A golfer for the past 20 years and a Baltimore resident for even longer, Brenda Goburn-Smith played Carroll Park Golf Course several times before she became aware of the property’s key role in the city’s march toward desegregation.
Although Carroll Park was the only course open to Black golfers in the 1930s, 1940s and 1950s, the absence of other options spurred legal action and protests that finally forced Baltimore officials to make its golf courses, baseball fields, swimming pools and other public recreational facilities available to all people of color.
“I was not expecting to find all that I discovered,” Goburn-Smith said. “That was intriguing.”
Goburn-Smith and others like her are ensuring Carroll Park’s contribution to the civil rights movement is not forgotten. The Pitch and Putt Golf Club of Baltimore — the second-oldest Black women’s golf organization in the country, of which Goburn-Smith is one of 33 members — will dedicate a monument to commemorate the history of Black golfers at Carroll Park at 11:30 a.m. Tuesday.
The monument, which greets visitors before entering the clubhouse, is a 4-foot-tall, 3-foot-wide brick pedestal with a cement collar and a bronze plaque that reads:
“Carroll Park Golf Course, a city-owned course, was purchased in 1923 for White golfers only. A group of avid African American golfers challenged the city for access through several legal actions. After much persistence, these golfers gained full access. They were catalysts for opening dialogue with elected officials that resulted in the city of Baltimore granting open access to all public recreation facilities. Around 1938, the Pitch & Putt Golf Club of Baltimore, an African American women’s golf club, was established at the course.”

OBJECTIVE
In the text about Carroll Park Golf Course, what is the bronze plaque on the monument mounted on?

RAW RECORDS
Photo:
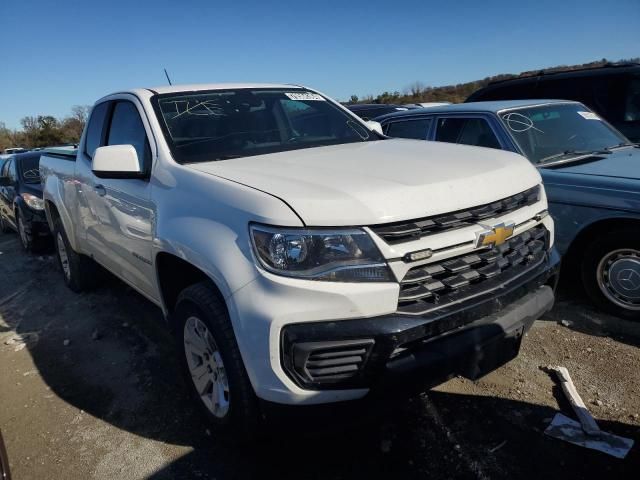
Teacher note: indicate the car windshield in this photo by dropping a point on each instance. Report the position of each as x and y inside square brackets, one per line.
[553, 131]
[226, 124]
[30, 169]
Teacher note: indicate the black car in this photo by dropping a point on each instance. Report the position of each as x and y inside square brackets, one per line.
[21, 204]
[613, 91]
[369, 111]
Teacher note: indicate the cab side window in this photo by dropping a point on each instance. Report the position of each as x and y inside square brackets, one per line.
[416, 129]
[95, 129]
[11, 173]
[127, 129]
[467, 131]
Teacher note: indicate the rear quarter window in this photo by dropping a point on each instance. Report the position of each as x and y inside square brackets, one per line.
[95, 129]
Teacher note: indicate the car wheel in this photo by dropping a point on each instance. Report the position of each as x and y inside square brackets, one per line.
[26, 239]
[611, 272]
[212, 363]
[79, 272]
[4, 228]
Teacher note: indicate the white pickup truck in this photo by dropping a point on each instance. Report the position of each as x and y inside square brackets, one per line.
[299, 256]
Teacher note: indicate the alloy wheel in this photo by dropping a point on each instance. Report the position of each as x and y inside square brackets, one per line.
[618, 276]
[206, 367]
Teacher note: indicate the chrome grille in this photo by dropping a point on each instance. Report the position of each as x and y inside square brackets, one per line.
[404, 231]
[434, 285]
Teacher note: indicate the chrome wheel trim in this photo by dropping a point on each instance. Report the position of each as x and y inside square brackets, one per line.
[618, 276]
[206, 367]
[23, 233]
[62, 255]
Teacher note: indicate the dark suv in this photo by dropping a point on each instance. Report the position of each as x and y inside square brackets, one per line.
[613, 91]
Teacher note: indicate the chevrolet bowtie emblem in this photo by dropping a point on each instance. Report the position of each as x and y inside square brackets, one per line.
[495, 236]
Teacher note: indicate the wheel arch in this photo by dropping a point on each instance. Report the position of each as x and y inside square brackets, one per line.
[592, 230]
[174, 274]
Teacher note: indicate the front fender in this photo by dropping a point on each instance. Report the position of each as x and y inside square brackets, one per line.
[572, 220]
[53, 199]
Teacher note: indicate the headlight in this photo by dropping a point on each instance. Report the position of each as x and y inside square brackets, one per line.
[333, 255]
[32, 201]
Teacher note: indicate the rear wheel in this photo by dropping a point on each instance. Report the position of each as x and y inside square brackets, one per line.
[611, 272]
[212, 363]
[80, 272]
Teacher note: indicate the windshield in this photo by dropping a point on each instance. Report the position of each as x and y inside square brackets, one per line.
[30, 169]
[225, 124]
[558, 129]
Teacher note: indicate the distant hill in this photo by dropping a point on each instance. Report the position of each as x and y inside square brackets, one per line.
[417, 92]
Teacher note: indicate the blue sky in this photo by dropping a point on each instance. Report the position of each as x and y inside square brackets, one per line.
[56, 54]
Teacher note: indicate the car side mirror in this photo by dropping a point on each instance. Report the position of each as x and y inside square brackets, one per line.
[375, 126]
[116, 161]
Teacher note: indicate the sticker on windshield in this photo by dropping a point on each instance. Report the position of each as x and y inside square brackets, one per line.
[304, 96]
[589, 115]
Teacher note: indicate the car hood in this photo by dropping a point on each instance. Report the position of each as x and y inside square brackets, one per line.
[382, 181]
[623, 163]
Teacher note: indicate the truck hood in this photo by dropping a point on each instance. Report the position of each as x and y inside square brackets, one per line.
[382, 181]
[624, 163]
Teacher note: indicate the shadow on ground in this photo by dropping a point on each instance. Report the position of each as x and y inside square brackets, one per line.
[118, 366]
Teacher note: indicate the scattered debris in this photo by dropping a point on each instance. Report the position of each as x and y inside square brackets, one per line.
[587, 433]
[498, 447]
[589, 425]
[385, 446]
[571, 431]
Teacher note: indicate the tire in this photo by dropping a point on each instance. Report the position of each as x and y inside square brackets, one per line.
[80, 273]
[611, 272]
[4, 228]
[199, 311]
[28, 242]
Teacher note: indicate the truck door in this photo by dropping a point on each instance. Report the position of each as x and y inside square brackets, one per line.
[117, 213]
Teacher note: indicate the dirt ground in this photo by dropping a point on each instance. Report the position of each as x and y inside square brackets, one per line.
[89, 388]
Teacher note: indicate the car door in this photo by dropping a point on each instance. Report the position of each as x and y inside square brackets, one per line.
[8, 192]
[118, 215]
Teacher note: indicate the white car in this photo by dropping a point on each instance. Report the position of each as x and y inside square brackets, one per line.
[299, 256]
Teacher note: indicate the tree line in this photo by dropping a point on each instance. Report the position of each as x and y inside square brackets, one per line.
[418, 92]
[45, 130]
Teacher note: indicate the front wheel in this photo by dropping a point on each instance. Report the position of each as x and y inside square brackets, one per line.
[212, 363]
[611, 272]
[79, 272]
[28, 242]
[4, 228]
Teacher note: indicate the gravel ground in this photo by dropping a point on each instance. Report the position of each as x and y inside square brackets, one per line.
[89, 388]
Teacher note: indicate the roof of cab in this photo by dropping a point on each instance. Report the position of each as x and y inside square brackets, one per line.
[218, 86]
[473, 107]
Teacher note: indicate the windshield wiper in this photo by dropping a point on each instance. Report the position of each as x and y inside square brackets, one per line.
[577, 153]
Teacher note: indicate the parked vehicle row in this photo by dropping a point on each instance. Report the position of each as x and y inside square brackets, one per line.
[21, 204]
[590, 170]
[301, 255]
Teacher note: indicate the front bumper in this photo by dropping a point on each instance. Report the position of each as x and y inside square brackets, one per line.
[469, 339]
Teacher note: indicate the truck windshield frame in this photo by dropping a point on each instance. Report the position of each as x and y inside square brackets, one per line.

* * *

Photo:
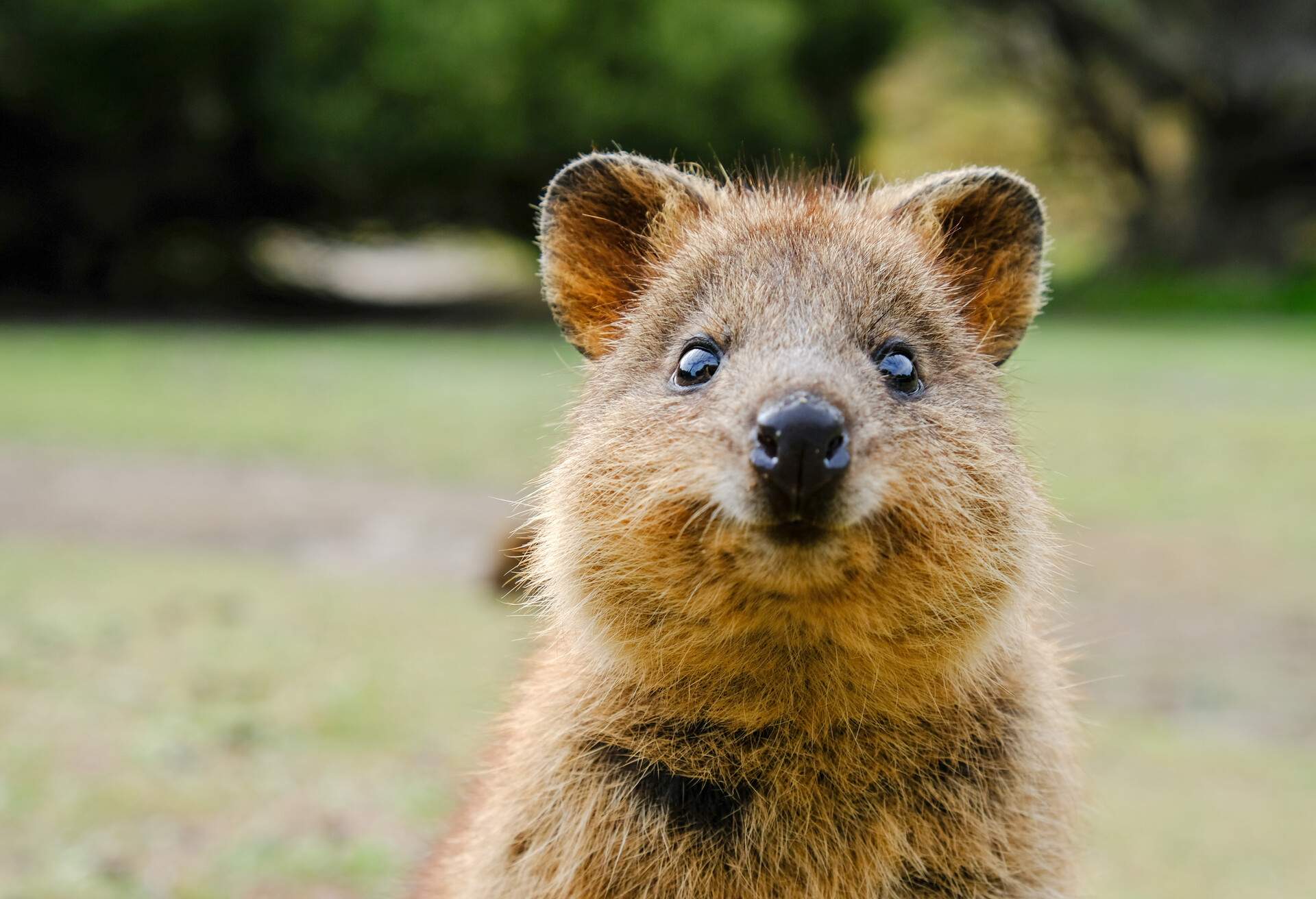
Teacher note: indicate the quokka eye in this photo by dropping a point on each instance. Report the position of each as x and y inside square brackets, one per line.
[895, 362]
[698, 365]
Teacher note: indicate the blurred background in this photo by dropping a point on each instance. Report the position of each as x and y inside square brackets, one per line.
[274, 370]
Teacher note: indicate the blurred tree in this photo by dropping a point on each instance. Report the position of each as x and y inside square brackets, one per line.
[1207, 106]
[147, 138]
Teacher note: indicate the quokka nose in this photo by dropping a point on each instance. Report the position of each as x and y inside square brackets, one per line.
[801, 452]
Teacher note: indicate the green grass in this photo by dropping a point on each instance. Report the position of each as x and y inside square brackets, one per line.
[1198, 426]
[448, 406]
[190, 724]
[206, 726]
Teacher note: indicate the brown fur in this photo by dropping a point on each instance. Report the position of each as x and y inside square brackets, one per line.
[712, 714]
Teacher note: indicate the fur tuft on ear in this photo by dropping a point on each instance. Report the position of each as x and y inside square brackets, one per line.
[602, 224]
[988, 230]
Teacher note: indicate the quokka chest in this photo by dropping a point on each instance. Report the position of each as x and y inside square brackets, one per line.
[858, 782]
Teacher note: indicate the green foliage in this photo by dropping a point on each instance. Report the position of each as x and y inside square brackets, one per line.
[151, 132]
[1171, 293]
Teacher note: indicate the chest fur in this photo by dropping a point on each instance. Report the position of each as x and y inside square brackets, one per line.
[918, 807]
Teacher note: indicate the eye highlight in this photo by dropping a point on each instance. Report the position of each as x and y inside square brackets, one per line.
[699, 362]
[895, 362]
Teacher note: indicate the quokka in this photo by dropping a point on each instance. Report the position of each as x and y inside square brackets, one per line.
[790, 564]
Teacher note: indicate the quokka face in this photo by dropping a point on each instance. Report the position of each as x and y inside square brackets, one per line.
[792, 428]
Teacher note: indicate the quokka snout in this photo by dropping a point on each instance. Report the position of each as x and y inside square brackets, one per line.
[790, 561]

...

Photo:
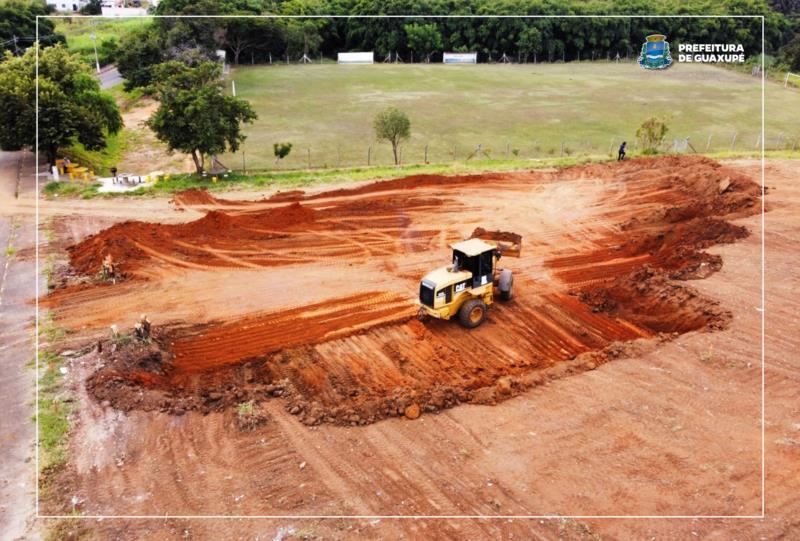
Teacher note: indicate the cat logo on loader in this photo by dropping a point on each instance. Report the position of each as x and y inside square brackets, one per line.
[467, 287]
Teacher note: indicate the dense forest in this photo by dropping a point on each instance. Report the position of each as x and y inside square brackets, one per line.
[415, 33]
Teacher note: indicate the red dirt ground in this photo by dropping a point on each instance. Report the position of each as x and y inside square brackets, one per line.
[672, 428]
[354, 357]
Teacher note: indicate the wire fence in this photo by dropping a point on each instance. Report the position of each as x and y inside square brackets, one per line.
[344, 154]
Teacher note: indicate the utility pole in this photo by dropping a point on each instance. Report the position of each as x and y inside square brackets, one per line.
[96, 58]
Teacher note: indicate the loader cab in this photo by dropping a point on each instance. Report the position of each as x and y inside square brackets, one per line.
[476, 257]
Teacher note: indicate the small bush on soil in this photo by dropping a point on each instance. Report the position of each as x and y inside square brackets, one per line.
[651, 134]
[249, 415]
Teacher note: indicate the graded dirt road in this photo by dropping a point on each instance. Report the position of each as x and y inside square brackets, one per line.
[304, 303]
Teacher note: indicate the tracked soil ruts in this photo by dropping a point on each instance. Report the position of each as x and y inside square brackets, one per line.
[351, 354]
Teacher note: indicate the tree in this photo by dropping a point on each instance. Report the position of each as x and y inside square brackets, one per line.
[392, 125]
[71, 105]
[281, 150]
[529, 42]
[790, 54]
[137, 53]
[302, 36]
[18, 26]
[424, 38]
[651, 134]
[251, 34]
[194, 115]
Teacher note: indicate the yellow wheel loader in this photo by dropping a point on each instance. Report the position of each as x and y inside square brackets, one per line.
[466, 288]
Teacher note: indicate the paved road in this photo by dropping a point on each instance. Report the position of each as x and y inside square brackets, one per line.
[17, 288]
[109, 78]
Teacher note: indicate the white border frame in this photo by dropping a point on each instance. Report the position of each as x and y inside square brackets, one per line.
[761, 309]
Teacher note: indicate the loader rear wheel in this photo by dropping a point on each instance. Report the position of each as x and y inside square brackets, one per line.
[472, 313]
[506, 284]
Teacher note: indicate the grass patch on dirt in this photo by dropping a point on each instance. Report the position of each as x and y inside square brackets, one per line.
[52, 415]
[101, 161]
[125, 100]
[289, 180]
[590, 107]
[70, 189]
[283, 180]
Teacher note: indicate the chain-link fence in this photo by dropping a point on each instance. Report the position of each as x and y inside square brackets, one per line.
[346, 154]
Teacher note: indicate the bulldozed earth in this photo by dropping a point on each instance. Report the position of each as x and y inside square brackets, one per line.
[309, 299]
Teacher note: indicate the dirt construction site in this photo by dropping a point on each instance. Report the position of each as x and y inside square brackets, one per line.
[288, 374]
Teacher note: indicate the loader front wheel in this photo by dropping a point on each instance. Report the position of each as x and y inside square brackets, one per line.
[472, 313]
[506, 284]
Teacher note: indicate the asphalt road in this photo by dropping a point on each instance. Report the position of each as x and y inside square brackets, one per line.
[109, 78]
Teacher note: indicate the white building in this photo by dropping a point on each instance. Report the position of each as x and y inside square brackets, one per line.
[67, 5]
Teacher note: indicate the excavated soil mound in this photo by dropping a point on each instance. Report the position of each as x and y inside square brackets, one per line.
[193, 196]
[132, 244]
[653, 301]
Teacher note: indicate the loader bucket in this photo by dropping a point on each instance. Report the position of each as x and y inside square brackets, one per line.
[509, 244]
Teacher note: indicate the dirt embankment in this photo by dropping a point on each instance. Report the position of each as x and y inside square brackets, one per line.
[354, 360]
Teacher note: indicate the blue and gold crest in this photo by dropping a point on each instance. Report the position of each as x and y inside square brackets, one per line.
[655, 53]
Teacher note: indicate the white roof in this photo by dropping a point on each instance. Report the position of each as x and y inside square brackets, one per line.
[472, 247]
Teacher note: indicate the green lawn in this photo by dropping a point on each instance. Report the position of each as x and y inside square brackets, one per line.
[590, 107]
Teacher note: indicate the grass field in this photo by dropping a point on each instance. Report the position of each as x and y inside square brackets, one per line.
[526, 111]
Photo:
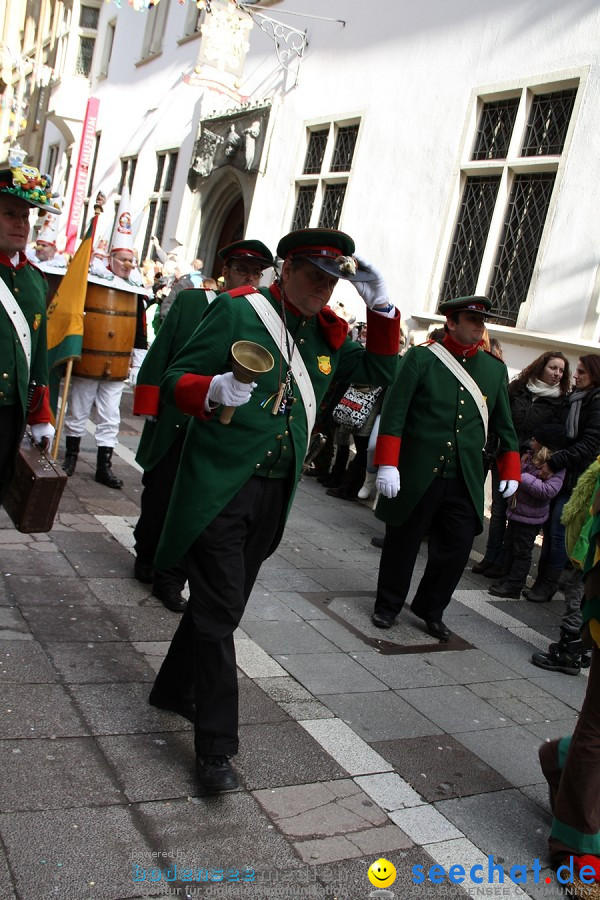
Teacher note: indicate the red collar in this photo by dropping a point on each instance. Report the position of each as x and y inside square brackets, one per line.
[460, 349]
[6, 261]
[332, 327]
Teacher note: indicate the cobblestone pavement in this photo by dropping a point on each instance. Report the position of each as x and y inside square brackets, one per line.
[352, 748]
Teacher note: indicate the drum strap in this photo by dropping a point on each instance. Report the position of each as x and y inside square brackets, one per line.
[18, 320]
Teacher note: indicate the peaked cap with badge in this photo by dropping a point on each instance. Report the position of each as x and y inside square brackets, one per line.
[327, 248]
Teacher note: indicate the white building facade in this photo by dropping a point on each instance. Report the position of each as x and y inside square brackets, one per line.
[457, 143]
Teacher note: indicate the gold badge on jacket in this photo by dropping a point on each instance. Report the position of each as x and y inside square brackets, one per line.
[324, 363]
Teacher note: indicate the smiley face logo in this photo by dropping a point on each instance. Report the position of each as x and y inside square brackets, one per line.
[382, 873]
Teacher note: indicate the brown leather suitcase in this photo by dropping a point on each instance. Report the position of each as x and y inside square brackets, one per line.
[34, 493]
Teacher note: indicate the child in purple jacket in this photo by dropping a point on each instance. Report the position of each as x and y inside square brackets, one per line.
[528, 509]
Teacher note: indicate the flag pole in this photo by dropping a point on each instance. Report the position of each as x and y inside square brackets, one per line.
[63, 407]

RESULT OF THIS TASK
A 4-foot-tall, 3-foot-wide brick pedestal with a cement collar.